Please show every line in the entries below that contains the word "strap", copying each line in full.
○ ○ ○ ○ ○ ○ ○
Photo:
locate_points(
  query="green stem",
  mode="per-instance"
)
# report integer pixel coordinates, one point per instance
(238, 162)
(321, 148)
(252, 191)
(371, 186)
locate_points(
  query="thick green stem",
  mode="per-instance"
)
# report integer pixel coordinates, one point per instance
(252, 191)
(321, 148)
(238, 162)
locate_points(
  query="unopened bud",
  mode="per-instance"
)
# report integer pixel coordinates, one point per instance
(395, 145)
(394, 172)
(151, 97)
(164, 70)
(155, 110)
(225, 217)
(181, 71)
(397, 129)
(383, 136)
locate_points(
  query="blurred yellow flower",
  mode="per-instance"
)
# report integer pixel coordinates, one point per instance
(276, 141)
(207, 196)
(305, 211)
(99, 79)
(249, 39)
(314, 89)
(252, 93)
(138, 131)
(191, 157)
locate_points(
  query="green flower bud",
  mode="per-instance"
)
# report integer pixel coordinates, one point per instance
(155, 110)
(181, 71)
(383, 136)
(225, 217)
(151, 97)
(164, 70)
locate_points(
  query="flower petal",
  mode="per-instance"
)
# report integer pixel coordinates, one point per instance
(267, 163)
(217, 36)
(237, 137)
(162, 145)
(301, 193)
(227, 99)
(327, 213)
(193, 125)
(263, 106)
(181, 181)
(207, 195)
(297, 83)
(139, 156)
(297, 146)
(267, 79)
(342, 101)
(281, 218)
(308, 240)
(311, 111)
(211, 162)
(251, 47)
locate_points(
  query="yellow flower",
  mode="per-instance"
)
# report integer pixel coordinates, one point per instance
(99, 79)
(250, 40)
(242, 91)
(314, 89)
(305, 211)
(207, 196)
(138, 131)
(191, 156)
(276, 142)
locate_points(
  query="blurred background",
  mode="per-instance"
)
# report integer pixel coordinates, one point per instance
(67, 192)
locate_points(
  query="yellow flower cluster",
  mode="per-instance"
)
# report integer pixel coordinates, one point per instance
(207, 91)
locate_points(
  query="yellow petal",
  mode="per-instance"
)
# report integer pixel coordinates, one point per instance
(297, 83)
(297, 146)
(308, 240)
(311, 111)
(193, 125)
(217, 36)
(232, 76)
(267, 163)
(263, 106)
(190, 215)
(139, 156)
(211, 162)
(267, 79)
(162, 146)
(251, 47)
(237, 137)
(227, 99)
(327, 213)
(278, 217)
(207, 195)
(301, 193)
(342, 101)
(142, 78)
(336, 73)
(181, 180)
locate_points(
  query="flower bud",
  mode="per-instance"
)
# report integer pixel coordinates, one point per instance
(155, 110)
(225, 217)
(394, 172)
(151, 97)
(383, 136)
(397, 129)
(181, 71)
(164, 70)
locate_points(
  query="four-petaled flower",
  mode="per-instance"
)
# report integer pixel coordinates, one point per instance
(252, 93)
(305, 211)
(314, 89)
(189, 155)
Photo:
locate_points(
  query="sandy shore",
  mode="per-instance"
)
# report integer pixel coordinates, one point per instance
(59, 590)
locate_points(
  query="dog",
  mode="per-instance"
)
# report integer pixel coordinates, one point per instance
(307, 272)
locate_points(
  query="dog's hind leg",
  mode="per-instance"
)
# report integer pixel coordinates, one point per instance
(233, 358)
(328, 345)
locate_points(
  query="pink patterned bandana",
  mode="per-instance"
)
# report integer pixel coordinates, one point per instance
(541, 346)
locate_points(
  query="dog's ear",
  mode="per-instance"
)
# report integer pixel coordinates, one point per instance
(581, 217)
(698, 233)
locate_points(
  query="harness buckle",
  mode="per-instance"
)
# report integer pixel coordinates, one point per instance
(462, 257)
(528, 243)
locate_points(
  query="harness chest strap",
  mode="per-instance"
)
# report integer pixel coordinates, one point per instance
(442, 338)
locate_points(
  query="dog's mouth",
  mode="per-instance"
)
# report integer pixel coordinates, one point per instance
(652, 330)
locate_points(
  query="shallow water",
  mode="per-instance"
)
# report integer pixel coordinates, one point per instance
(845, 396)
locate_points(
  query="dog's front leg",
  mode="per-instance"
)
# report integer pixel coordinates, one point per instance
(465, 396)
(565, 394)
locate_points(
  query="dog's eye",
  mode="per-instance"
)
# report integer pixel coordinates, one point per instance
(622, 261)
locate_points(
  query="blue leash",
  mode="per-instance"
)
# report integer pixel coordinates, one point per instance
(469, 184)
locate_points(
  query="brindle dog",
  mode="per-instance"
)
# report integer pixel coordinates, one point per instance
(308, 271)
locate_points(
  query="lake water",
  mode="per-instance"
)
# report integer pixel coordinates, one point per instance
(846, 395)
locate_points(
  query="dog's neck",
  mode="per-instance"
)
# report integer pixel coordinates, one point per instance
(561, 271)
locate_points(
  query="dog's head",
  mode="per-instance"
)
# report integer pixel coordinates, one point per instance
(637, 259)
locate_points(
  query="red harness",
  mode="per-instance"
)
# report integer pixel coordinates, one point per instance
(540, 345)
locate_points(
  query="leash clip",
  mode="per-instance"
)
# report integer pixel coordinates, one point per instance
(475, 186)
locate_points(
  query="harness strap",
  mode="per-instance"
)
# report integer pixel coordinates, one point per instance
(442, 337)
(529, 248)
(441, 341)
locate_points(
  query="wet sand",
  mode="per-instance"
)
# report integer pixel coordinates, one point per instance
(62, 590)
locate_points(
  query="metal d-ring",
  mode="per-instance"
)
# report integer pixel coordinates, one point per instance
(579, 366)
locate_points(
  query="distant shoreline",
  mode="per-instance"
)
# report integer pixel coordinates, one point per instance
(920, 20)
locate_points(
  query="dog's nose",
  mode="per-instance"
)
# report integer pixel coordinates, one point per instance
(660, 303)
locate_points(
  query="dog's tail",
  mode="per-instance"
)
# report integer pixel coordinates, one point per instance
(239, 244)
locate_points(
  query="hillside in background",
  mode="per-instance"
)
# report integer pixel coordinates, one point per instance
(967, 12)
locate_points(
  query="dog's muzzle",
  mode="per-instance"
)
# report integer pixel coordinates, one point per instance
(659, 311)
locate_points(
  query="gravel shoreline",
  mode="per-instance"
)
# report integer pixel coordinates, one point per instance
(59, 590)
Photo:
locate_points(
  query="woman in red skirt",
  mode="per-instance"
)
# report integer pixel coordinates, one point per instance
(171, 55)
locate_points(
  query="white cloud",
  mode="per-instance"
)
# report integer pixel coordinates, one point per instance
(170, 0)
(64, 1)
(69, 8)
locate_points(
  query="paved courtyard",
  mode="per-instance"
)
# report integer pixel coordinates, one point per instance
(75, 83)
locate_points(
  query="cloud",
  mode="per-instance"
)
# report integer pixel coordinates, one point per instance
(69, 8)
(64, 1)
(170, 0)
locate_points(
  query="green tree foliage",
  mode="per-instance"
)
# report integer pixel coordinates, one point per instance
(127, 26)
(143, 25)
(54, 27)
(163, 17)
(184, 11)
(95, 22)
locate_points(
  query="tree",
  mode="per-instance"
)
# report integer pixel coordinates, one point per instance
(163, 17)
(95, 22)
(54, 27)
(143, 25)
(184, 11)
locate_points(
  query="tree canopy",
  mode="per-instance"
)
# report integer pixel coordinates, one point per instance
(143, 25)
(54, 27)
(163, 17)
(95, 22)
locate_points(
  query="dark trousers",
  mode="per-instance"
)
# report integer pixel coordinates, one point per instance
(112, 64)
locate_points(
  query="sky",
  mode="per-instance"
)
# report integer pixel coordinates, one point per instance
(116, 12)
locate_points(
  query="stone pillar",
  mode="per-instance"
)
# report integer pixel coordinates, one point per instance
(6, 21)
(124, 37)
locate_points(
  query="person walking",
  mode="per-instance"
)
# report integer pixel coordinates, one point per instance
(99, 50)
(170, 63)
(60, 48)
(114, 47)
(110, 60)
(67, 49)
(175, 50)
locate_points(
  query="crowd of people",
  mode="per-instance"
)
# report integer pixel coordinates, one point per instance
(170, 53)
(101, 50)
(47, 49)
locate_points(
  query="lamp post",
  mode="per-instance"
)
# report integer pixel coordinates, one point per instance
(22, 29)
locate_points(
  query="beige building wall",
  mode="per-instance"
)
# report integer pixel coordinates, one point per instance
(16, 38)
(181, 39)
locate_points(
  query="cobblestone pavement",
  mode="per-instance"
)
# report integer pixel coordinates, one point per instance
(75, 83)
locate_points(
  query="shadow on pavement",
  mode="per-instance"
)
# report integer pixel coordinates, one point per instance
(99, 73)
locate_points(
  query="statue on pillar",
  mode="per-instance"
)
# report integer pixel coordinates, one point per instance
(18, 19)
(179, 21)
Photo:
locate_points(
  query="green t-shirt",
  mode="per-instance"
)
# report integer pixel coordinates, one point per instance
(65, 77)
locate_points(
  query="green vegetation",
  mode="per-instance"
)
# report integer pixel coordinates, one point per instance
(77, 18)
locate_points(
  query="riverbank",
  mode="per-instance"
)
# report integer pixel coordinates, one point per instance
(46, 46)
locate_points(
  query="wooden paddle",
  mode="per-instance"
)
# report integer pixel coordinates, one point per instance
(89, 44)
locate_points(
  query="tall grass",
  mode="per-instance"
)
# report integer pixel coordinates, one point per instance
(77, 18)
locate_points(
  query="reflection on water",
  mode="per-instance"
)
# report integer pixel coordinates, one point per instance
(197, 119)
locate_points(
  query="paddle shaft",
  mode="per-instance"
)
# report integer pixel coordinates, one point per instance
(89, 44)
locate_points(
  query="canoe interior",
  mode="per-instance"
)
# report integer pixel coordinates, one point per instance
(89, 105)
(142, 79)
○ ○ ○ ○ ○ ○ ○
Output for this exercise =>
  query="harness chest strap",
  query="harness strap",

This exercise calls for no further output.